STATED TASK 1: In the summary of the paper on compiler optimization for verification, which three optimization settings were found to detect the same bugs?
STATED TASK 2: Pick up the summary of the paper on compiler optimization for verification after its last sentence and carry it forward.

14th Workshop on Hot Topics in Operating Systems
2013
Topic(s): tools verification
Note(s): KLEE verifier
Papers: cadar:fse:2015

This paper explores the benefit of using different optimization options (or even custom transformations) when compiling a program for optimization. Their optimization options are over 5000x better than -O0 and 14x better than -O3 for verification using KLEE on their motivating example. Compared with -O3, their main goal is to reduce the amount of information lost during compilation. They mention but do little to address the problem of undefined behaviour in C causing different compilations to behave differently although they did look for this in their evaluation and found that they detected the same bugs with -O0, -O3 and -Overify.

GIVEN DATA:
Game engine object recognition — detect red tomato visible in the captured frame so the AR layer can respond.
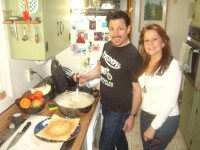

REPLY 1: -O0, -O3 and -Overify

REPLY 2:
The paper identifies transformations that have a positive or negative effect on verification. Optimizations discussed are:

  • unswitching loops
  • loop unrolling
  • function inlining
  • copy propagation
  • constant folding
  • allocating variables in registers
  • splitting large objects
  • preserving information from the compiler: alias information, variable ranges, loop invariants, trip counts, type information
  • inserting runtime checks
  • using a simplified library (as KLEE already does).

And optimizations that make verification worse are CPU specific optimizations, cache optimizations, padding objects.

One of the payoffs from reading this paper is that I had naïvely expected that the -O0 version would be easier to verify than the -O2 or -O3 version. At least when using KLEE, this is not true.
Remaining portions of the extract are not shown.